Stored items
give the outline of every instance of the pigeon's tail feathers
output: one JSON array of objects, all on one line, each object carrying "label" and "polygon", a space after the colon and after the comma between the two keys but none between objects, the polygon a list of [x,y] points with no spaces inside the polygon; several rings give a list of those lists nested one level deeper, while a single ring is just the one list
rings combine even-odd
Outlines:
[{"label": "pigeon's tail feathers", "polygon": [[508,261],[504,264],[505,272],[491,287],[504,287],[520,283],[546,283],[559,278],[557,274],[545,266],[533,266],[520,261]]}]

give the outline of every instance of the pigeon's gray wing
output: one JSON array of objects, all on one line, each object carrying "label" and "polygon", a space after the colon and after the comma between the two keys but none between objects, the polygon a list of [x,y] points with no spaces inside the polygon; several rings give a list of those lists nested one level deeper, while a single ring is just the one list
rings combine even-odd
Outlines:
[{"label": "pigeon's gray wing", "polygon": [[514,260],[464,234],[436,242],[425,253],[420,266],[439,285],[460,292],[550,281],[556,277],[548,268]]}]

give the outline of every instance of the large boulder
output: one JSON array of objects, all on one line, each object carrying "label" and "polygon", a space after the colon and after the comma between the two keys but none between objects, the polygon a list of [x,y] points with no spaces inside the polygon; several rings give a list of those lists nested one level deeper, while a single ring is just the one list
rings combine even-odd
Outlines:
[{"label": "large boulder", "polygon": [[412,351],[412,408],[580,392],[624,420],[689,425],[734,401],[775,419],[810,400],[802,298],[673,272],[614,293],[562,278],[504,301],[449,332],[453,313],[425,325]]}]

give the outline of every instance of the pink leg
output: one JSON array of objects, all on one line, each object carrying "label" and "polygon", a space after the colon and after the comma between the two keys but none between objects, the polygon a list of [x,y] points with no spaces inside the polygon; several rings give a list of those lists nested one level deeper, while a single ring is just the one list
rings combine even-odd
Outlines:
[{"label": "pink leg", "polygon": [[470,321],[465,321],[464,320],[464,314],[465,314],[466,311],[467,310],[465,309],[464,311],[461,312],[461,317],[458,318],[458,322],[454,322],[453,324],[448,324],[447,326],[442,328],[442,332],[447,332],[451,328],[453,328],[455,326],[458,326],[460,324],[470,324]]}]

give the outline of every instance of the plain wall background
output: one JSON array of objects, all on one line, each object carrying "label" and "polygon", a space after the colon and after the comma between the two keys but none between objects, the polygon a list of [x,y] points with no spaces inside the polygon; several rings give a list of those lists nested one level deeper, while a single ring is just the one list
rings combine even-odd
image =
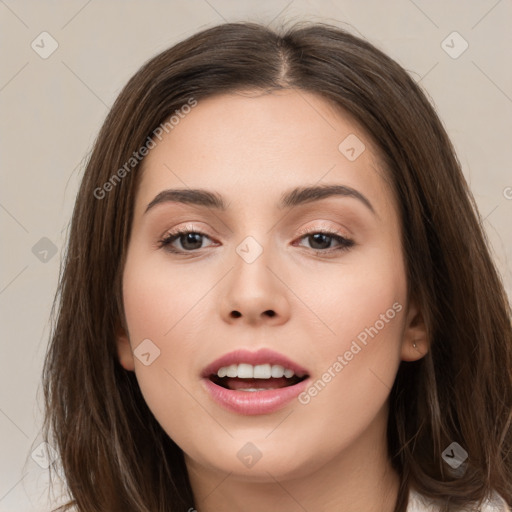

WHAT YOU SHOULD DO >> Return, exactly, the lines from the first line of the records above to the line containing "give the outline of every instance of the pigeon's gray", both included.

OUTPUT >>
give the outline of every instance of the pigeon's tail feathers
output: one JSON array of objects, all on one line, each object carrying "label" and "polygon", a space after the colon and after the comma between the two keys but none between objects, the polygon a list of [x,y] points with no spaces inside the polygon; several rings give a list of those lists nested one level deeper, while a single ring is just the one list
rings combine even-odd
Outlines:
[{"label": "pigeon's tail feathers", "polygon": [[508,261],[504,264],[505,272],[491,287],[504,287],[520,283],[546,283],[559,278],[557,274],[545,266],[533,266],[520,261]]}]

give the outline of every instance of the pigeon's gray wing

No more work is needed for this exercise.